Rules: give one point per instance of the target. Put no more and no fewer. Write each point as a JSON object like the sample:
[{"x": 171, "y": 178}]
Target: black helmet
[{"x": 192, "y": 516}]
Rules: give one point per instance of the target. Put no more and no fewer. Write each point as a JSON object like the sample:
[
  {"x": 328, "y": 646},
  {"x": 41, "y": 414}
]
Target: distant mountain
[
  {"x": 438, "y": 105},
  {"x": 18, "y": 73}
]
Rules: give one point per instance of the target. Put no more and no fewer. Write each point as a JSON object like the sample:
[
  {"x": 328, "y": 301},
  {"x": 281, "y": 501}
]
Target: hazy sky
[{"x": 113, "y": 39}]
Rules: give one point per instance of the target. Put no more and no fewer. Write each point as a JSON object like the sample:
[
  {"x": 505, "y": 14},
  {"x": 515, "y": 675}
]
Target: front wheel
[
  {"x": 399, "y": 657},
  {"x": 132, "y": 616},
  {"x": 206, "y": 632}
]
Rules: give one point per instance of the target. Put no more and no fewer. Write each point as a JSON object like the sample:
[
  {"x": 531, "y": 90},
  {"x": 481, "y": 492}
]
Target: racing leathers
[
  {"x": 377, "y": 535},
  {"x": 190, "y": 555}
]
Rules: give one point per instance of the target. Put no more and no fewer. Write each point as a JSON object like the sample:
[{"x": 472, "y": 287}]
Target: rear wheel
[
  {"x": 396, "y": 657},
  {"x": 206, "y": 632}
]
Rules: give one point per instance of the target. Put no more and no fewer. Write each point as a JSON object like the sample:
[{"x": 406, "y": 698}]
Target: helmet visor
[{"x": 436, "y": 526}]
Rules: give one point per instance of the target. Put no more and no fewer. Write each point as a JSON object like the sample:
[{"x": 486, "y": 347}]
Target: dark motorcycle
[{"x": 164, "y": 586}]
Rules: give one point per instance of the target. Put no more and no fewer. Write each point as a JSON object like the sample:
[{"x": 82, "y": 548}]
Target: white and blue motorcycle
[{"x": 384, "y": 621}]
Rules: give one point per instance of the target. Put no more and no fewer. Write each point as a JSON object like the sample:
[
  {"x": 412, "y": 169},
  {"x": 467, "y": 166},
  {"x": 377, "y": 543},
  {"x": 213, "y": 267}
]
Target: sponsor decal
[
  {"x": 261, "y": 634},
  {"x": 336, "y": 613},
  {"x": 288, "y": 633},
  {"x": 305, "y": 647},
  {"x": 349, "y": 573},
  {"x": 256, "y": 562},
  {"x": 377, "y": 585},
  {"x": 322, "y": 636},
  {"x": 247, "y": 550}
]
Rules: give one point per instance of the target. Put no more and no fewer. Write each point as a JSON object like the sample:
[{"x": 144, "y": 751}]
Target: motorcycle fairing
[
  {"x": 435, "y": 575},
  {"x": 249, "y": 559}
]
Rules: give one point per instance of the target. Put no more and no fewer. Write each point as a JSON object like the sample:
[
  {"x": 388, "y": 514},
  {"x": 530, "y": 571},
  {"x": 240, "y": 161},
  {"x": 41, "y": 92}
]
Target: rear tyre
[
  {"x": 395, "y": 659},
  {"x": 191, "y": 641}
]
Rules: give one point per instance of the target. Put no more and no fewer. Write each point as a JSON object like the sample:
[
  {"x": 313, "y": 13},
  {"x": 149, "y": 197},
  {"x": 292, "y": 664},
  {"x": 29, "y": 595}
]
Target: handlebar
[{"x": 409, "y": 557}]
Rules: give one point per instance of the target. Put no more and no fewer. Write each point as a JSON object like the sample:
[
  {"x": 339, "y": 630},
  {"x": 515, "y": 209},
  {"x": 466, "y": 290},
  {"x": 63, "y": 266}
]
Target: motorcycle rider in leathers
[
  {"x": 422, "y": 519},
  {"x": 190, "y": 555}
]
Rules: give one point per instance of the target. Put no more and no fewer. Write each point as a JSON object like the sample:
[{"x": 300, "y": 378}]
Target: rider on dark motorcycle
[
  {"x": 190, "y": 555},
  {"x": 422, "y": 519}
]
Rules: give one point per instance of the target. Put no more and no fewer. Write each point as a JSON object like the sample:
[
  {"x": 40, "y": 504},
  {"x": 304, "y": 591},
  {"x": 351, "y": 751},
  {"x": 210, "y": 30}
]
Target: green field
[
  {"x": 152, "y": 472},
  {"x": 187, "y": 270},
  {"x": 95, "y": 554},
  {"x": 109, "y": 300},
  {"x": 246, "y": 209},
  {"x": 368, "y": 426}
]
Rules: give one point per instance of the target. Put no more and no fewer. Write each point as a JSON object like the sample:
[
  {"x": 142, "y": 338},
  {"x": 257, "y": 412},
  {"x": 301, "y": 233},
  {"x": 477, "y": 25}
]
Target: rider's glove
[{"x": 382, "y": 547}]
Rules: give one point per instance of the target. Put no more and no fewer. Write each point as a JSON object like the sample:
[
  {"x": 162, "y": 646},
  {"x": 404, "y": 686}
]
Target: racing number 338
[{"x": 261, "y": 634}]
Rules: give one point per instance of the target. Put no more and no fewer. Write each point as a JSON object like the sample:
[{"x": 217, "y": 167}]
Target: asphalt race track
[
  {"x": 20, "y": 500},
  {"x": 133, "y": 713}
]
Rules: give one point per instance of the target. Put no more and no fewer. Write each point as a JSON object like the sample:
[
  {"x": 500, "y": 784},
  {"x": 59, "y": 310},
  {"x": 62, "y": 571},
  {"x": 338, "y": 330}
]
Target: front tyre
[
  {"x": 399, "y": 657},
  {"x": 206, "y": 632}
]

=====

_Exercise instructions_
Every entry is to be restated word for word, with nothing dropped.

_Exercise solution_
Rules: give one point per instance of the target. Put no more and no fewer. Write each point as a JSON object like the sample:
[{"x": 171, "y": 178}]
Target: black helmet
[{"x": 192, "y": 516}]
Rules: give one point per instance of the target. Put no more and no fewer. Write each point as a JSON object like the sample:
[
  {"x": 328, "y": 646},
  {"x": 41, "y": 414}
]
Target: distant mountain
[
  {"x": 438, "y": 105},
  {"x": 18, "y": 73}
]
Rules: give one point per instance of the target. Put no more and no fewer. Write each point as a JSON object like the sample:
[
  {"x": 328, "y": 301},
  {"x": 281, "y": 501}
]
Target: hazy sky
[{"x": 113, "y": 39}]
Rules: give one point per instance of the target. Put no more and no fewer. Write each point as a JSON object like the sample:
[
  {"x": 505, "y": 14},
  {"x": 515, "y": 675}
]
Target: front wheel
[
  {"x": 399, "y": 657},
  {"x": 132, "y": 616},
  {"x": 206, "y": 632}
]
Rules: give one point per instance of the target. Put no more and no fewer. Write each point as a JSON object like the sample:
[
  {"x": 531, "y": 90},
  {"x": 481, "y": 492}
]
Target: racing leathers
[
  {"x": 377, "y": 535},
  {"x": 190, "y": 555}
]
Rules: give one point per instance of the target. Put no more and no fewer. Write each point as a JSON object like the sample:
[{"x": 472, "y": 287}]
Target: rear wheel
[
  {"x": 396, "y": 657},
  {"x": 206, "y": 632}
]
Rules: give one point per instance of the target. Put no more and no fewer. Write each point as a JSON object like the sample:
[{"x": 406, "y": 698}]
Target: helmet visor
[{"x": 436, "y": 526}]
Rules: give one point per instance of the target. Put no more and no fewer. Write each point as a JSON object like the sample:
[{"x": 486, "y": 347}]
Target: dark motorcycle
[{"x": 164, "y": 586}]
Rules: give one point per instance of the target. Put no more and no fewer. Write each point as a JSON object like the sample:
[{"x": 82, "y": 548}]
Target: white and blue motorcycle
[{"x": 384, "y": 621}]
Rules: give one point per instance of the target. Put no more and no fewer. Write each point as a JSON object like the sample:
[
  {"x": 412, "y": 169},
  {"x": 467, "y": 166},
  {"x": 377, "y": 543},
  {"x": 213, "y": 267}
]
Target: sponsor decal
[
  {"x": 261, "y": 634},
  {"x": 336, "y": 613},
  {"x": 288, "y": 633},
  {"x": 305, "y": 647},
  {"x": 349, "y": 573},
  {"x": 256, "y": 562},
  {"x": 377, "y": 585},
  {"x": 322, "y": 636},
  {"x": 247, "y": 550}
]
Rules: give one point per instance of the target. Put no more and no fewer. Write each point as a JSON object like the sample:
[{"x": 144, "y": 751}]
Target: motorcycle fairing
[
  {"x": 435, "y": 575},
  {"x": 249, "y": 559}
]
Rules: give one point per instance of the target. Put no more and no fewer. Write each point as a JSON object like the sample:
[
  {"x": 388, "y": 514},
  {"x": 530, "y": 571},
  {"x": 240, "y": 161},
  {"x": 41, "y": 92}
]
Target: rear tyre
[
  {"x": 395, "y": 659},
  {"x": 191, "y": 641}
]
Rules: give one point per instance of the target. Put no more and no fewer. Write each point as a JSON object like the sample:
[
  {"x": 313, "y": 13},
  {"x": 149, "y": 197},
  {"x": 292, "y": 664},
  {"x": 29, "y": 595}
]
Target: handlebar
[{"x": 409, "y": 557}]
Rules: give one point per instance of the target. Put no more and no fewer. Write each point as a JSON object like the sample:
[
  {"x": 339, "y": 630},
  {"x": 515, "y": 209},
  {"x": 466, "y": 290},
  {"x": 63, "y": 266}
]
Target: motorcycle rider in leathers
[
  {"x": 422, "y": 519},
  {"x": 190, "y": 555}
]
Rules: give one point per instance of the target. Put no more and no fewer. Write each point as a JSON object like the sample:
[{"x": 300, "y": 378}]
Target: rider on dark motorcycle
[
  {"x": 190, "y": 555},
  {"x": 422, "y": 519}
]
Rules: give one point per instance of the target. Put no more and no fewer. Write each point as a JSON object like the sample:
[
  {"x": 40, "y": 504},
  {"x": 304, "y": 591},
  {"x": 351, "y": 751},
  {"x": 210, "y": 30}
]
Target: green field
[
  {"x": 152, "y": 472},
  {"x": 187, "y": 270},
  {"x": 95, "y": 554},
  {"x": 109, "y": 300},
  {"x": 246, "y": 209},
  {"x": 368, "y": 426}
]
Rules: give one point per instance of the target. Put no more and no fewer. Write each point as a JSON object like the sample:
[
  {"x": 142, "y": 338},
  {"x": 257, "y": 412},
  {"x": 301, "y": 233},
  {"x": 477, "y": 25}
]
Target: rider's glove
[{"x": 382, "y": 547}]
Rules: give one point per instance of the target. Put no more and no fewer. Write each point as a JSON object like the sample:
[
  {"x": 162, "y": 646},
  {"x": 404, "y": 686}
]
Target: racing number 338
[{"x": 261, "y": 634}]
Rules: give one point per instance of the target. Put no more and no fewer. Write each point as a JSON object like the sample:
[{"x": 217, "y": 167}]
Target: asphalt race track
[
  {"x": 20, "y": 500},
  {"x": 133, "y": 713}
]
Rules: give one point per instance of the target. Put no more and no fewer. Write each point as a JSON object like the sample:
[
  {"x": 500, "y": 784},
  {"x": 59, "y": 310},
  {"x": 62, "y": 571},
  {"x": 338, "y": 330}
]
Target: front tyre
[
  {"x": 399, "y": 657},
  {"x": 206, "y": 632}
]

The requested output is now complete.